Your objective:
Return the entries exactly. Images are not part of the copy.

Supplied entries:

= = = = = = =

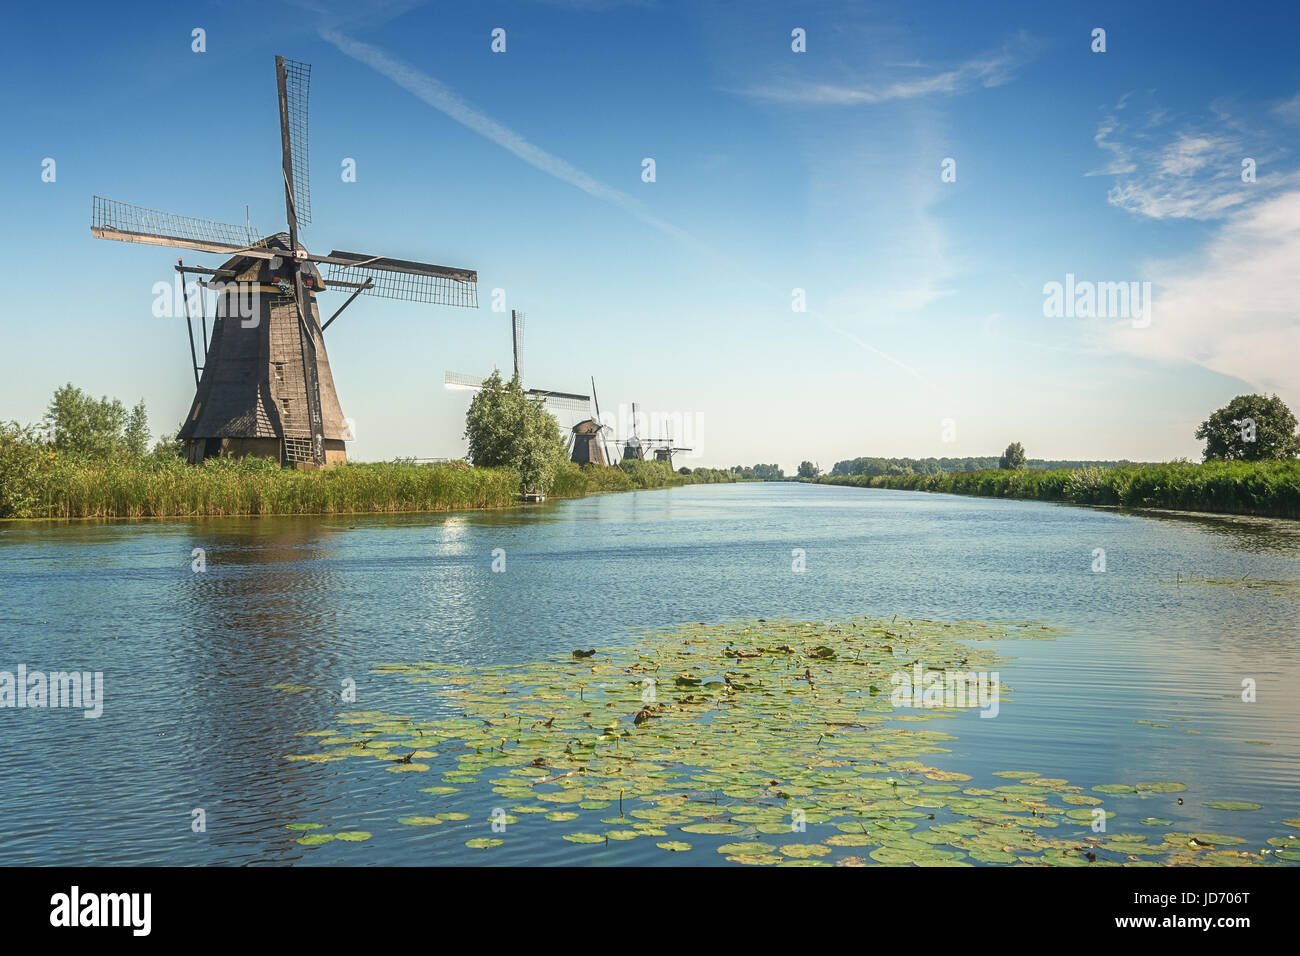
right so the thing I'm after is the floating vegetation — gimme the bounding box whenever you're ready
[1166,576,1300,597]
[281,615,1294,866]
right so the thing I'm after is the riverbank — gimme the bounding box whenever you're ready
[816,459,1300,519]
[0,457,733,519]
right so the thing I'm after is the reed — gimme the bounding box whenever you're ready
[4,455,736,519]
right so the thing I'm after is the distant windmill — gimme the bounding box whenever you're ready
[619,401,645,462]
[568,378,618,466]
[648,419,693,470]
[91,55,478,467]
[445,309,589,412]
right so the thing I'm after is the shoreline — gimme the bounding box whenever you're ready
[813,460,1300,521]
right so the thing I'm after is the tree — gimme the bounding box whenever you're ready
[1195,394,1300,462]
[999,442,1026,470]
[43,384,128,458]
[122,400,150,457]
[797,460,819,479]
[463,370,567,494]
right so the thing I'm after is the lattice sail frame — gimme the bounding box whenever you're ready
[443,371,589,412]
[92,196,262,251]
[281,57,312,226]
[326,260,479,307]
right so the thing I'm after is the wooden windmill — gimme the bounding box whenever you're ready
[90,55,478,468]
[648,421,693,470]
[619,401,646,462]
[568,378,617,466]
[445,309,589,412]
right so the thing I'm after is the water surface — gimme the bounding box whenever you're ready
[1,483,1297,865]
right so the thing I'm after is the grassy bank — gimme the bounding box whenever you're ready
[816,459,1300,519]
[0,455,734,520]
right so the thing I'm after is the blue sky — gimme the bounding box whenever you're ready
[2,0,1297,469]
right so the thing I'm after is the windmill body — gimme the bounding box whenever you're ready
[178,236,349,465]
[567,377,617,466]
[91,55,478,468]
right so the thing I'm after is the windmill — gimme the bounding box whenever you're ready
[444,309,589,413]
[568,378,618,466]
[90,55,478,468]
[648,420,693,470]
[619,401,646,462]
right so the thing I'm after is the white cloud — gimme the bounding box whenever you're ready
[1101,190,1300,408]
[739,35,1035,106]
[1089,96,1297,220]
[1272,90,1300,124]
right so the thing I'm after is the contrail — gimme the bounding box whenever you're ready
[319,27,704,252]
[319,26,930,386]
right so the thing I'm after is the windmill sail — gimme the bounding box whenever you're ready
[323,251,478,307]
[92,196,269,256]
[445,371,589,411]
[276,56,312,228]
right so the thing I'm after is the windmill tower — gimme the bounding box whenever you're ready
[568,378,617,466]
[620,402,645,462]
[445,309,589,413]
[91,56,478,468]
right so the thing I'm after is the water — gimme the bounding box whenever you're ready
[1,482,1297,865]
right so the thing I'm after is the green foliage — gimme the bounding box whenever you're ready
[818,459,1300,519]
[797,460,820,479]
[122,400,150,456]
[1195,393,1300,462]
[729,463,784,480]
[43,384,132,458]
[463,370,567,495]
[828,456,1136,477]
[0,422,57,518]
[999,442,1027,470]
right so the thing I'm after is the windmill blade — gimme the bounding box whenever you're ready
[322,251,478,307]
[91,196,271,257]
[443,372,586,411]
[527,390,589,413]
[275,55,312,229]
[591,377,602,422]
[512,310,525,379]
[445,370,489,390]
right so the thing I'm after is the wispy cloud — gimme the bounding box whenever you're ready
[1089,94,1298,220]
[1274,90,1300,124]
[739,34,1036,106]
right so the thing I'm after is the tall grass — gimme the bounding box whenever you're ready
[4,456,736,519]
[818,459,1300,519]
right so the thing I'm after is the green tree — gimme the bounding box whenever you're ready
[797,460,819,479]
[1195,394,1300,462]
[999,442,1026,470]
[43,384,128,458]
[122,400,151,456]
[463,370,567,494]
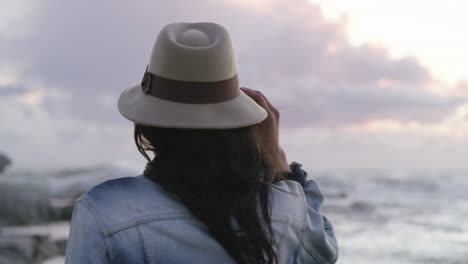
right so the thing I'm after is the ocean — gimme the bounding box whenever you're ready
[0,166,466,263]
[315,168,468,264]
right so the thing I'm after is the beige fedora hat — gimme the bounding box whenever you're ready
[117,22,268,129]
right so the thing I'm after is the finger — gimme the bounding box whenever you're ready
[253,90,279,118]
[261,95,277,115]
[255,93,271,113]
[241,88,270,111]
[241,87,263,95]
[241,87,267,106]
[246,94,278,124]
[240,87,260,98]
[250,96,275,122]
[255,91,275,111]
[244,88,275,110]
[241,88,277,120]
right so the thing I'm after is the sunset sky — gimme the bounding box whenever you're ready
[1,0,467,170]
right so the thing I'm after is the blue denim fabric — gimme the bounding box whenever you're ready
[65,175,338,263]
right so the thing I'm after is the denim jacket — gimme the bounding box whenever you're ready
[65,174,338,263]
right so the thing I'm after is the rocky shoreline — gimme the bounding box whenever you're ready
[0,165,136,264]
[0,184,74,264]
[0,153,11,174]
[0,221,69,264]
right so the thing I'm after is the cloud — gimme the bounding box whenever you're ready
[231,0,432,86]
[0,84,30,97]
[0,0,467,169]
[1,0,463,125]
[274,78,465,127]
[0,94,138,170]
[282,124,468,170]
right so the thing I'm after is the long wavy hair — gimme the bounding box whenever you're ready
[134,123,288,264]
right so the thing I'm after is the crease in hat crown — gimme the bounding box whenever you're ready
[177,29,211,47]
[148,22,238,82]
[117,21,268,129]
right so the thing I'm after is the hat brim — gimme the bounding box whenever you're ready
[117,83,268,129]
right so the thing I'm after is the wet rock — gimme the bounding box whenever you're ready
[0,184,77,226]
[326,191,347,199]
[0,153,11,174]
[0,222,69,264]
[0,165,134,226]
[350,201,376,212]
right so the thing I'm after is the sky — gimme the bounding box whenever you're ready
[0,0,467,171]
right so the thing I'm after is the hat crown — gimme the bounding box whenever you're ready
[148,22,238,82]
[177,29,211,47]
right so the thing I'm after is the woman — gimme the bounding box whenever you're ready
[65,22,338,263]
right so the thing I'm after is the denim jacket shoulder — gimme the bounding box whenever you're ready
[77,176,193,237]
[65,175,338,263]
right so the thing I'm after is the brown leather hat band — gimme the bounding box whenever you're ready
[141,67,240,104]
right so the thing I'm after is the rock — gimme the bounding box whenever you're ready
[0,153,11,173]
[0,221,69,264]
[326,191,347,199]
[350,201,376,212]
[0,165,137,226]
[0,183,79,226]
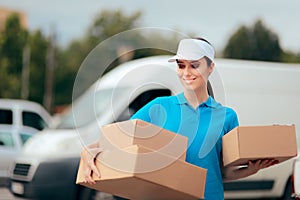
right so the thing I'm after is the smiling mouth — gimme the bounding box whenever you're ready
[183,78,196,84]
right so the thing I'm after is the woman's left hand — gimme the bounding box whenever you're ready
[223,158,279,181]
[247,159,279,175]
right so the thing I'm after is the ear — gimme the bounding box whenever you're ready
[208,62,215,75]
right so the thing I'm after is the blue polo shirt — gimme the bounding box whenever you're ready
[130,92,239,200]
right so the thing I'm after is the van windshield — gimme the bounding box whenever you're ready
[57,88,127,129]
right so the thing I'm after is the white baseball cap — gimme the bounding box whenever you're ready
[168,38,215,62]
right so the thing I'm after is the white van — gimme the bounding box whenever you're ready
[9,56,300,200]
[0,99,53,186]
[292,160,300,198]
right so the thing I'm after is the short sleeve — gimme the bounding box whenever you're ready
[130,98,160,123]
[225,107,239,134]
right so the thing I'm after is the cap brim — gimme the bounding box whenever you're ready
[168,54,206,62]
[168,55,180,62]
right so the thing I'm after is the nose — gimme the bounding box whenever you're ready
[183,66,192,76]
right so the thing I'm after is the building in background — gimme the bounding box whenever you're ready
[0,7,27,30]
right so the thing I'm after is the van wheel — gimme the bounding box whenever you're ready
[77,186,96,200]
[280,178,293,200]
[77,187,117,200]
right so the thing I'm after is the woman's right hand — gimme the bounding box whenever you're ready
[80,142,103,185]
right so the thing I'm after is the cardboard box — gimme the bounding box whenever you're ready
[222,125,298,166]
[76,145,207,200]
[100,119,188,161]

= = = = = = =

Exercise answer:
right so the thing I'm after is the floating vegetation — gimme the bounding box whenever you're ready
[1166,576,1300,597]
[281,615,1294,866]
right so the thing I'm after is the riverbank — gimme the bounding box whenever you're ready
[816,459,1300,519]
[0,457,733,519]
right so the thing I'm after is the reed — gimme the bounding box whenever you're ready
[4,455,736,519]
right so the thing I'm after is the distant windmill — gimme the bounding box whenever you're ready
[619,401,645,462]
[568,378,618,466]
[648,419,693,470]
[91,55,478,467]
[445,309,589,412]
right so the thing I'm after is the shoreline — gimme the bounding box whenever you're ready
[813,460,1300,521]
right so the thing I'm after is the tree — gimme the bounding box whenever you're ready
[1195,394,1300,462]
[999,442,1026,470]
[43,384,128,458]
[122,400,150,457]
[797,460,819,479]
[463,370,567,494]
right so the thing I'm after is the lattice sail frame — gimme the bounding box whenever you're ready
[443,371,589,412]
[92,196,262,251]
[281,57,312,226]
[326,260,479,307]
right so the thing I'm after is the wooden windmill — gimme the bounding box whenever you're ready
[90,55,478,468]
[648,421,693,470]
[619,401,646,462]
[568,378,617,466]
[445,309,589,412]
right so the thing I'm after is the water surface — gimme the bounding box whenever you're ready
[1,483,1297,865]
right so the thing I'm after is the grassy bank — gimme the bounding box whenever you're ready
[816,459,1300,519]
[0,455,734,520]
right so the thing I'm after is the blue sky — gimme the bounding box whenever you're ready
[2,0,1297,469]
right so the thing I'm after is the windmill body — gimme the bounding box whenever you're ready
[178,236,349,465]
[567,377,617,466]
[91,55,478,468]
right so the thing I'm after is the windmill — gimme the bounding box whenever you're ready
[444,309,589,413]
[568,378,618,466]
[90,55,478,468]
[648,420,693,470]
[619,401,646,462]
right so the thing I'm after is the white cloud — gimme the bounding box whenever you're ready
[1101,190,1300,408]
[739,35,1035,106]
[1089,96,1297,220]
[1272,90,1300,124]
right so the thing I'm after is the contrail — gimme the bounding box whenever you're ready
[319,27,704,252]
[319,26,930,386]
right so the thing I'm after is the windmill sail — gimme the bounding box whenever you're ready
[323,251,478,307]
[92,196,269,256]
[445,371,589,411]
[276,56,312,228]
right so the thing I'm after is the windmill tower — gimme the bounding box whenever you're ready
[568,378,617,466]
[620,402,645,462]
[445,309,589,413]
[91,56,478,468]
right so the thing I'm after is the water — gimme the bounding box whenever you're ready
[1,482,1297,865]
right so the thing I'm after is the green foliage — gimme the bounding box whenever you're ready
[818,459,1300,519]
[797,460,820,479]
[122,400,150,456]
[1195,393,1300,462]
[729,463,784,480]
[43,384,132,458]
[463,370,567,495]
[828,456,1136,477]
[0,422,57,518]
[999,442,1027,470]
right so the thing I'm after is the windmill blade — gimme the bounding box whenever you're ready
[322,251,478,307]
[91,196,271,257]
[443,372,586,411]
[527,390,589,413]
[275,55,312,229]
[591,377,602,422]
[512,310,525,379]
[445,370,489,390]
right so the thing I'm after is the wispy cloud — gimme the bounding box whenever you're ready
[1089,94,1298,220]
[1274,90,1300,124]
[739,34,1036,106]
right so the thing I'm after is the tall grass — gimme the bounding box whenever you're ready
[4,456,736,519]
[818,459,1300,519]
right so the thing I'm after is the green tree — gimme the bounding box whenever you're ready
[797,460,819,479]
[1195,394,1300,462]
[999,442,1026,470]
[43,384,128,458]
[122,400,151,456]
[463,370,567,494]
right so the thing I'm after is the ocean — gimme the bounding box whenever you're ready
[0,166,466,263]
[315,168,468,264]
right so the thing I'm after is the beige fedora hat — gimme the bounding box whenever you're ready
[117,22,268,129]
right so the thing I'm after is the finger — gimme the bounding box whenever you're ready
[253,90,279,118]
[261,95,277,115]
[255,93,271,113]
[241,88,270,111]
[241,87,263,95]
[241,87,267,106]
[246,94,278,124]
[240,87,260,98]
[250,96,275,122]
[255,91,275,111]
[244,88,275,110]
[241,88,277,120]
right so the thing I'm after is the sunset sky — gimme the bounding box whenever you're ready
[1,0,467,170]
right so the thing I'm after is the blue denim fabric — gimme the bounding box whenever you're ready
[65,175,338,263]
right so the thing I'm after is the denim jacket — gimme the bounding box whenever you're ready
[65,174,338,263]
right so the thing I'm after is the rocky shoreline — gimme the bounding box whenever you're ready
[0,165,136,264]
[0,184,74,264]
[0,153,11,174]
[0,221,69,264]
right so the thing I'm after is the cloud — gimme the bounding box whenever you're ready
[231,0,432,86]
[0,84,30,97]
[0,0,467,169]
[1,0,463,125]
[274,78,465,127]
[0,94,138,170]
[282,124,468,170]
right so the thing I'm after is the long wavy hair — gimme the bounding box whenever you're ready
[134,123,288,264]
right so the thing I'm after is the crease in hat crown — gimme the bounding box whenever you're ready
[177,29,211,47]
[148,22,238,82]
[117,21,268,129]
right so the thing I'm after is the hat brim — gimme the bounding box whenever you're ready
[117,83,268,129]
right so the thing I'm after is the wet rock — gimme the bounding box whenever you're ready
[0,184,77,226]
[326,191,347,199]
[0,153,11,174]
[0,222,69,264]
[0,165,134,226]
[350,201,376,212]
right so the thing I'm after is the sky — gimme the bounding box whenever you're ready
[0,0,467,171]
right so the thing I'm after is the hat crown — gimme the bounding box whenever you're ready
[148,22,238,82]
[177,29,211,47]
right so the thing I'm after is the woman — gimme the bounding box whenever you're ready
[65,22,338,263]
right so the thing I'm after is the denim jacket shoulder — gimme the bounding box whenever you're ready
[77,176,193,237]
[65,175,338,263]
right so the thing I'm after is the brown leather hat band — gimme the bounding box whenever you're ready
[141,67,240,104]
right so the thing I'm after is the rock — gimme the bounding box whenever you're ready
[0,153,11,173]
[0,221,69,264]
[326,191,347,199]
[350,201,376,212]
[0,165,137,226]
[0,183,79,226]
right so the thing I'm after is the smiling mouth — gimme the bounding box whenever you're ready
[183,78,196,84]
right so the thing I'm after is the woman's left hand — gimme the bounding box whenever you're ready
[223,158,279,181]
[247,159,279,175]
right so the thing I'm after is the ear — gimme the bounding box whenever you're ready
[208,62,215,75]
right so the thing I'm after is the blue polo shirt — gimme the bounding box whenever you're ready
[130,92,239,200]
right so the thing I'm after is the van windshield — gimme the bounding box whenever you're ready
[57,88,127,129]
right so the thing I'm after is the white baseball cap — gimme the bounding box whenever you're ready
[168,38,215,62]
right so the thing I'm after is the white van — gimme the bounding box whenever you're ready
[9,56,300,200]
[0,99,53,186]
[292,160,300,198]
right so the thing I'm after is the short sleeve — gimme the bounding box whenever you're ready
[130,98,160,123]
[225,107,239,134]
right so the thing I'm after is the cap brim — gimme the bounding box whenever you're ready
[168,54,206,62]
[168,55,180,62]
right so the thing I'm after is the nose — gimme the bounding box whenever you're ready
[183,66,192,76]
right so the thing I'm after is the building in background — gimme the bounding box whenever you're ready
[0,7,27,30]
right so the thing I'm after is the van wheel — gimme the bounding box whenever you're ready
[77,186,96,200]
[280,178,293,200]
[77,187,117,200]
right so the thing I'm after is the woman's right hand — gimme the bounding box whenever you're ready
[80,142,103,185]
right so the thing I'm after is the cardboard box — gimme the bounding box whenever you're ready
[222,125,298,166]
[76,145,207,200]
[100,119,188,161]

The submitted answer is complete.